begin SELECTED EXTRACT

BRITAIN'S MIRROR GROUP Newspapers Ltd., which was thrown into confusion by the death of Robert Maxwell in 1991, has become a free-standing entity after the majority of its shares was-sold to institutional investors

Maxwell, who looted the MGN pension fund, had used MGN shares as collateral for bank loans. The banks became reluctant owners of 54.8% of MGN, which publishes the Daily Mirror and two Sunday tabloids, People and Sunday Mirror, all in London. In Glasgow, Scotland, the company publishes the Daily Record and Sunday Mail.

An administrator, John Talbot, head of corporate recovery at Arthur Andersen, an accounting firm, was named to dispose of the majority shareholding. He rejected a quick sale and, with the banks' support, sought to maximize the value of the shares.

Talbot helped install new management, which brought in large-scale job cuts. MGN expects that the staff will number 2,850 at the end of 1993, compared to 3,601 in October 1992.

The MGN sale brought in 373 million [pounds] (about $550 million). The offer price was 170 pence (about $2.55) per share, a 4% discount on the prevailing market price.

More than 100 institutions took part. The effect of the sale is that the banks get their loans repaid and unsecured creditors get some of their money back.

"The strength of institutional demand for MGN shares," Talbot said in a statement, "has permitted the sale of the entire holdings in MGN at an attractive price, and we have completed the international offering earlier than anticipated."

The only high-profile institution to emerge with a significant stake in MGN was Mercury Asset Management, the fund management division of Warburg, which increased its holding from about 4% to slightly more than 20%.

end SELECTED EXTRACT
begin SUPPLIED RECORDS

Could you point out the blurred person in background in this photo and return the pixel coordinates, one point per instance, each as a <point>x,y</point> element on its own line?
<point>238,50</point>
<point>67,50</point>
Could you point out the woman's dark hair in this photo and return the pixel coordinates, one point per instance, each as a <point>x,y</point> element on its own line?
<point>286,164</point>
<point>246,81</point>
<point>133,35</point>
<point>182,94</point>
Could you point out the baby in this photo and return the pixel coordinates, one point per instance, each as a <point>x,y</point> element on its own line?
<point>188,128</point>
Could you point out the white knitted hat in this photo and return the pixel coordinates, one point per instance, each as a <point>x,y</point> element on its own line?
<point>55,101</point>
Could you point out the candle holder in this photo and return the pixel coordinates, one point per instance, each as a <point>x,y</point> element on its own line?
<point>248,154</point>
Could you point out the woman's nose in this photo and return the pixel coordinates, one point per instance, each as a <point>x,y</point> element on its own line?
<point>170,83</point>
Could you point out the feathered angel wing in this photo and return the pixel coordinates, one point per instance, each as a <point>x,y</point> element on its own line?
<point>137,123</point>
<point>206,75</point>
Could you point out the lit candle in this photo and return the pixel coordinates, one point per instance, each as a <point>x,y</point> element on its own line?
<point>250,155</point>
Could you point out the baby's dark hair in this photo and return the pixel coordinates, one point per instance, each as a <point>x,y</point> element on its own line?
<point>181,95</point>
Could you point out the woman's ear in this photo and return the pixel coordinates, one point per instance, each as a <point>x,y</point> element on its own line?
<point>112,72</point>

end SUPPLIED RECORDS

PROBLEMS TO SOLVE —
(1) Can you quote the passage of the MGN sale report that opens with the words containing "Maxwell, who looted" and closes with "of the shares."?
(2) In the MGN sale report, what was the offer price per share?

ANSWERS GIVEN —
(1)
Maxwell, who looted the MGN pension fund, had used MGN shares as collateral for bank loans. The banks became reluctant owners of 54.8% of MGN, which publishes the Daily Mirror and two Sunday tabloids, People and Sunday Mirror, all in London. In Glasgow, Scotland, the company publishes the Daily Record and Sunday Mail.

An administrator, John Talbot, head of corporate recovery at Arthur Andersen, an accounting firm, was named to dispose of the majority shareholding. He rejected a quick sale and, with the banks' support, sought to maximize the value of the shares.

(2) 170 pence (about $2.55) per share.